How to complete this task: Below are lines of data, and only some are wanted. Please repeat exactly those from the line that has "Tag each instance of the fish with" through the line that has "Tag each instance of the grain".

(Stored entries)
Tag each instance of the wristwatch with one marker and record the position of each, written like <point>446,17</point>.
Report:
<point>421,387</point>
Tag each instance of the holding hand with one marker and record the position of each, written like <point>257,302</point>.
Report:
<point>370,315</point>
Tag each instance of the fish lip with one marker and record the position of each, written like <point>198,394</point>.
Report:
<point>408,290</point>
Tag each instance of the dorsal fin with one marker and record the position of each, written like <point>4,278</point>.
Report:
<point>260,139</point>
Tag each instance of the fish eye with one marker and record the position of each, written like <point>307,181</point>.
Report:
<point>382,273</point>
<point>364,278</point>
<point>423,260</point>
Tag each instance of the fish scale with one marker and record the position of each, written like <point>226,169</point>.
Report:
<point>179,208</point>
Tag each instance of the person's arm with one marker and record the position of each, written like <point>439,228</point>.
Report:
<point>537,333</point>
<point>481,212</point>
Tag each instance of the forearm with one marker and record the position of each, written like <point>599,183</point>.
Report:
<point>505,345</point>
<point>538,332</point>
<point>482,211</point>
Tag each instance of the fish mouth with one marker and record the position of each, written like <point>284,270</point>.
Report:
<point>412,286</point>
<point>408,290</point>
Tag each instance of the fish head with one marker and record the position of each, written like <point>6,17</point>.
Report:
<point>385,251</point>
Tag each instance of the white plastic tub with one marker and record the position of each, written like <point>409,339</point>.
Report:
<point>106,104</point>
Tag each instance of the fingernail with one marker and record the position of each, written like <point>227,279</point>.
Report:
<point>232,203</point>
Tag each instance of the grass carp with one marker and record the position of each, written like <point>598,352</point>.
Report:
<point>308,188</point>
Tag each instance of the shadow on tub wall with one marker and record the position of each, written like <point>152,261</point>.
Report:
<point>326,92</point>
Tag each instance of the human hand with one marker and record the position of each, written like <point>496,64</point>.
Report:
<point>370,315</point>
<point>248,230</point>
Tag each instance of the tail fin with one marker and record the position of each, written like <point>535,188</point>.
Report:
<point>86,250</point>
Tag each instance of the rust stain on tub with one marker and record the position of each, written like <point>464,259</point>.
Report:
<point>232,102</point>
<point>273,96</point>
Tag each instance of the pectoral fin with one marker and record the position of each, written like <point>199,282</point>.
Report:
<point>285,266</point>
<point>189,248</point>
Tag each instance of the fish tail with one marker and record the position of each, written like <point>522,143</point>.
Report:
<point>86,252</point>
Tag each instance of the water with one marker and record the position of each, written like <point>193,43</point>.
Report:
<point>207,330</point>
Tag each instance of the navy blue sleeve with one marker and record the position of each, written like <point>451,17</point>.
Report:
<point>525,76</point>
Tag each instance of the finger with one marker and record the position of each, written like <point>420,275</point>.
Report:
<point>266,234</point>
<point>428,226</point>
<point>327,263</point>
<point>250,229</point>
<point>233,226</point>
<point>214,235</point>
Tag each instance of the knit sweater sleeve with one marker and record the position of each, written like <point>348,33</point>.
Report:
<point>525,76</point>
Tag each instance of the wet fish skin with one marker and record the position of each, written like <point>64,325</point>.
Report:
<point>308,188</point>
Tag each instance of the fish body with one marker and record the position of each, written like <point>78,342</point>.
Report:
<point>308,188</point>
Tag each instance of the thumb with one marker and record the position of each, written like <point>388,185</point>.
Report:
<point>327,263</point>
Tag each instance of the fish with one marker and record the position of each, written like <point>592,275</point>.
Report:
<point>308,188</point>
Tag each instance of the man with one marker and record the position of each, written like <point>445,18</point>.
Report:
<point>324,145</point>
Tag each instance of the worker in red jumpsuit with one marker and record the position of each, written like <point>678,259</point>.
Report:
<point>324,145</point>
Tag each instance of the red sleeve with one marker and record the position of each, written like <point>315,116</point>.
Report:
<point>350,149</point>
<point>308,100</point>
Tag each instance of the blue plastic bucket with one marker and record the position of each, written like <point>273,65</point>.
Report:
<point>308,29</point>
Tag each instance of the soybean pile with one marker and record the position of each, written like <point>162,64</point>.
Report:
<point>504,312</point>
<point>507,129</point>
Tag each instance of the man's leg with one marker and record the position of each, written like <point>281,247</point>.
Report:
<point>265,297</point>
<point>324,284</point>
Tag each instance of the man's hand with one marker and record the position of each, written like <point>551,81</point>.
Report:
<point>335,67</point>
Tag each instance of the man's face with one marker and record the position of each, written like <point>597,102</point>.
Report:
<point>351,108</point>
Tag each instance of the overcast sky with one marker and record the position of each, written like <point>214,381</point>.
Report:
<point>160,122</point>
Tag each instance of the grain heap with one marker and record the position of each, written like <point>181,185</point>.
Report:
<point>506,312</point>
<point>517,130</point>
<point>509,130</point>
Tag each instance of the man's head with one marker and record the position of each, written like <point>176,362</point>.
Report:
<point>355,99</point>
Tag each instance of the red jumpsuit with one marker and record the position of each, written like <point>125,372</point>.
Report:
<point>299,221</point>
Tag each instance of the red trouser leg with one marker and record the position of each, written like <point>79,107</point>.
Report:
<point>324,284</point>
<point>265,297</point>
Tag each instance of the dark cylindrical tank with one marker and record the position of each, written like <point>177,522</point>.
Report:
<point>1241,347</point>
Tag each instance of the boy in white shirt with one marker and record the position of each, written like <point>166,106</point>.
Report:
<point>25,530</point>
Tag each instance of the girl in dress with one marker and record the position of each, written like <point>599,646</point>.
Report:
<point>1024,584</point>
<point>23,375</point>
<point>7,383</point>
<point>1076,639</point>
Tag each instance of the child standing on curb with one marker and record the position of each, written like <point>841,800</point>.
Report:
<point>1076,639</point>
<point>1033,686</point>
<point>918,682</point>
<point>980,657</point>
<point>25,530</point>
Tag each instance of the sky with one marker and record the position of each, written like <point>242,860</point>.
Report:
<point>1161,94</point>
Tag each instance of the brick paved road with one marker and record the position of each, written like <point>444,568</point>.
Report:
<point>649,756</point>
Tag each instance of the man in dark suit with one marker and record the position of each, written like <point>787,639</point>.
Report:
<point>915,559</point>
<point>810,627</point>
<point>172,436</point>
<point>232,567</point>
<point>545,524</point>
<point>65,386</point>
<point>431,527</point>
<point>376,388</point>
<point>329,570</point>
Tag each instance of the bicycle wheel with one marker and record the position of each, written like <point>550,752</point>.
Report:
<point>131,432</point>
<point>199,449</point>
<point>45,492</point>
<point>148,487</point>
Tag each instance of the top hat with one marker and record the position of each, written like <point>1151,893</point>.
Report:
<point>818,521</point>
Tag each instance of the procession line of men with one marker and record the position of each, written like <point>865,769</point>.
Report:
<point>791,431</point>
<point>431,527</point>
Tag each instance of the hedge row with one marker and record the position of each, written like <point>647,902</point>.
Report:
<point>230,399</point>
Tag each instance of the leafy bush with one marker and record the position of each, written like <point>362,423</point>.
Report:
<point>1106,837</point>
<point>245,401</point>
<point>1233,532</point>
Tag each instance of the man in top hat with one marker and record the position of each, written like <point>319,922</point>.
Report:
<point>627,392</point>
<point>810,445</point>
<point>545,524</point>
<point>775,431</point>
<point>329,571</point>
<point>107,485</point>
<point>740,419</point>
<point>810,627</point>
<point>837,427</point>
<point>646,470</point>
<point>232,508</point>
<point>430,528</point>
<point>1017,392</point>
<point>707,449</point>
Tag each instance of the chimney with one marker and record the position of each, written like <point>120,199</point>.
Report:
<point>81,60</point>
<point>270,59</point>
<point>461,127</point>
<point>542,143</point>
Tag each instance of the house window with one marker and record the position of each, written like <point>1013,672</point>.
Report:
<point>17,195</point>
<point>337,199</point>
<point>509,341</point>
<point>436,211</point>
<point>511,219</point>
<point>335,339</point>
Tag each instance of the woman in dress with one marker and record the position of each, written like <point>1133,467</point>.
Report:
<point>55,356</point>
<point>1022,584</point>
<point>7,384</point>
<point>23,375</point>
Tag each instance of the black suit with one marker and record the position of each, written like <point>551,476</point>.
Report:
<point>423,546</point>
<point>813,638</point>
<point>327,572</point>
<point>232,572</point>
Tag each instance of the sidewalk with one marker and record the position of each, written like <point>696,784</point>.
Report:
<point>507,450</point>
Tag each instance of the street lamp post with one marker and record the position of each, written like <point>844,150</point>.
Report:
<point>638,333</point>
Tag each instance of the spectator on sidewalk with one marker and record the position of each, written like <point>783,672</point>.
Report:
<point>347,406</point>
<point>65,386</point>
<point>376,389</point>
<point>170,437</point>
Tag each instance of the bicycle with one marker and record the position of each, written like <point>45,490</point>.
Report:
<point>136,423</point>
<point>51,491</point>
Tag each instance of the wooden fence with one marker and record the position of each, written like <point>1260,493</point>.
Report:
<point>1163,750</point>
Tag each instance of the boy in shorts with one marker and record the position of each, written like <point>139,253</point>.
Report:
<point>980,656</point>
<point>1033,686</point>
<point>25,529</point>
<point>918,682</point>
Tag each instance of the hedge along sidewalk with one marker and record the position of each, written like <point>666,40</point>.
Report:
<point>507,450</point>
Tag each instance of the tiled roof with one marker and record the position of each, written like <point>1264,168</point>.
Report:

Result below:
Tag each instance of the fish with one marker and record the position of each, written like <point>592,275</point>.
Report:
<point>308,188</point>
Tag each instance of the man with one marker and record the position of each, written like <point>445,18</point>.
Report:
<point>324,145</point>
Tag each instance of the worker in red jumpsuit with one marker and record the position of each, written like <point>678,259</point>.
Report:
<point>324,145</point>
Tag each instance of the red sleeve with one marker and record the position of each, written like <point>315,116</point>.
Report:
<point>350,149</point>
<point>308,100</point>
Tag each instance of the blue plastic bucket with one marker and record the position of each, written like <point>273,65</point>.
Report:
<point>308,29</point>
Tag each instance of the soybean pile with one marker and record the position of each, written like <point>162,64</point>.
Report:
<point>504,312</point>
<point>507,129</point>
Tag each instance of the man's leg with one marker and record the position of each, written like <point>281,247</point>.
Report:
<point>265,297</point>
<point>324,284</point>
Tag each instance of the man's hand with one marker and record the position of each, written like <point>551,81</point>.
Report:
<point>335,67</point>
Tag each instance of the man's face with one marker and record the position of each, written like <point>597,102</point>.
Report:
<point>351,108</point>
Tag each instance of the overcast sky with one marker and record the position of each, written like <point>214,381</point>.
Report:
<point>160,122</point>
Tag each instance of the grain heap with one marker and record the position of each, written like <point>181,185</point>.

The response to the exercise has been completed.